**TO DO**.
Copy every one of the entries below word for word, keeping each line intact.

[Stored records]

◆ ◆ ◆ ◆

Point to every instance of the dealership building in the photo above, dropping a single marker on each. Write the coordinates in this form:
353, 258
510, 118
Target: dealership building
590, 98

◆ ◆ ◆ ◆

**RESULT FOR THIS EXERCISE**.
Point to every instance of the dealership building in the photo above, dropping a single marker on each. Write the coordinates in this form:
353, 258
510, 118
Target: dealership building
590, 98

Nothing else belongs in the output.